◆ **Textausschnitt**:
<<<<

Am 25. April ist Bertrand Tavernier siebzig geworden. Eigentlich hätte ich an dem Tag über ihn schreiben sollen. Aber ich konnte es nicht auslassen über Porsche zu schreiben, weil die Firma achtzig Jahre alt wurde, und ich gerne dies wunderbare kleine Porsche ➱Gedicht von Charles Bukowski abdrucken wollte. So kommen die Glückwünsche ein bisschen spät, und vielleicht hätte ich auch gar nicht über ihn geschrieben, wenn ich mich nicht über den mickrigen kleinen 120-Zeilen Artikel von Fritz Göttler in der Süddeutschen Zeitung geärgert hätte. Dr. Göttler ist der Filmkritiker der Zeitung und unterrichtet auch noch an der Hochschule für Film und Fernsehen in München Studenten darin, wie man Filmkritiken schreibt. Dazu sage ich jetzt lieber nix.
Aber von der Süddeutschen hätte ich ein doch bisschen mehr erwartet. Bertrand Tavernier hat natürlich keine Proseminare über das Schreiben von Filmkritiken bei Dr. Göttler besucht, der hat seine Karriere (wie François Truffaut) gleich als Filmkritiker begonnen. Hat für die Cahiers du Cinéma geschrieben, aber auch für die Konkurrenz von Positif. Als er seinen ersten Film, Der Uhrmacher von St. Paul, drehte, war er 33 Jahre alt. Aber da war er schon ein Jahrzehnt im Filmgeschäft. Er war Regieassistent bei Jean-Pierre Melville gewesen. Dem hat er auch Volker Schlöndorff vorgestellt, mit dem er in Paris zusammen auf der Schule war. Ich stelle es mir ziemlich schwierig vor, bei einem Exzentriker wie Jean-Pierre Melville Regieassistent zu sein. Die beiden haben sich auch bald getrennt. Über diese Zeit hat er vor Jahren in einem Interview in Australien gesagt: Unfortunately I was a very bad assistant director. I was awful. [Why do you say that?] Because I was bad, there is no question about that. Melville terrified me. He behaved like a tyrant on the set and I was miserable during those weeks. In the end he told me, you will never succeed as an assistant director. I think he was right but he presented me to the film producer and suggested I become a press agent for the company that produced Melville's films, which I did.

>>>>

(Quelldaten)
<<<<

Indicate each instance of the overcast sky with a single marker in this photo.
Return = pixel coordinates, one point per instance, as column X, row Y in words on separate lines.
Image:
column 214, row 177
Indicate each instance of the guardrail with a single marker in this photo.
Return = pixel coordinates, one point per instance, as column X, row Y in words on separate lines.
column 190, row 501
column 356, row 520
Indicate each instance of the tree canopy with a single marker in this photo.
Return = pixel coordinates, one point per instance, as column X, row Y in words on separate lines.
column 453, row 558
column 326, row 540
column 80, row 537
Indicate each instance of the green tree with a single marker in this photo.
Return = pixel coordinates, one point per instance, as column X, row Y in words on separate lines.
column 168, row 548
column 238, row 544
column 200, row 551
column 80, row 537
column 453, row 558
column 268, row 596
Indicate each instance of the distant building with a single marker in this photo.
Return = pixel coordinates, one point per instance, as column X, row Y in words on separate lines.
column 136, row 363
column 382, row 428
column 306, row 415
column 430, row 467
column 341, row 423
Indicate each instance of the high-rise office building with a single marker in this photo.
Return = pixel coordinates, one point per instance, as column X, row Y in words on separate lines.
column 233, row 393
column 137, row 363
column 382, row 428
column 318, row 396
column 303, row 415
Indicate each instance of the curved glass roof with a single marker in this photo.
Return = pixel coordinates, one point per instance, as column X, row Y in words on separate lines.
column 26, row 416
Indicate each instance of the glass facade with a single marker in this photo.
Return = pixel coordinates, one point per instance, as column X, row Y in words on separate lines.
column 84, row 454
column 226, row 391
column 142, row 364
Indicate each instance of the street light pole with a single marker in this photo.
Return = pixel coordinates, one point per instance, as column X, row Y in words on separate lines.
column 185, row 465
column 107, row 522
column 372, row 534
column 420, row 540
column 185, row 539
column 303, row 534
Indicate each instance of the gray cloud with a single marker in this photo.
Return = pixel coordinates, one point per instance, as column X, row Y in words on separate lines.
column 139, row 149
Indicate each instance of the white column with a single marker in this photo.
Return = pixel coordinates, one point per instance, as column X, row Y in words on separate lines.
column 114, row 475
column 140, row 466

>>>>

◆ **Zu erledigen**:
(a) Erkläre in ein bis drei Sätzen, warum laut dem Textausschnitt nicht schon am 25. April über Bertrand Tavernier geschrieben wurde.
(b) Zähle alle Personen auf, die im Textausschnitt mit Namen vorkommen.

◆ **Vollständige Antworten**:
(a) An diesem Tag wurde stattdessen über Porsche geschrieben, weil die Firma achtzig Jahre alt wurde und ein kleines Porsche-Gedicht von Charles Bukowski abgedruckt werden sollte. Deshalb kommen die Glückwünsche ein bisschen spät.

(b)
- Bertrand Tavernier
- Charles Bukowski
- Fritz Göttler
- François Truffaut
- Jean-Pierre Melville
- Volker Schlöndorff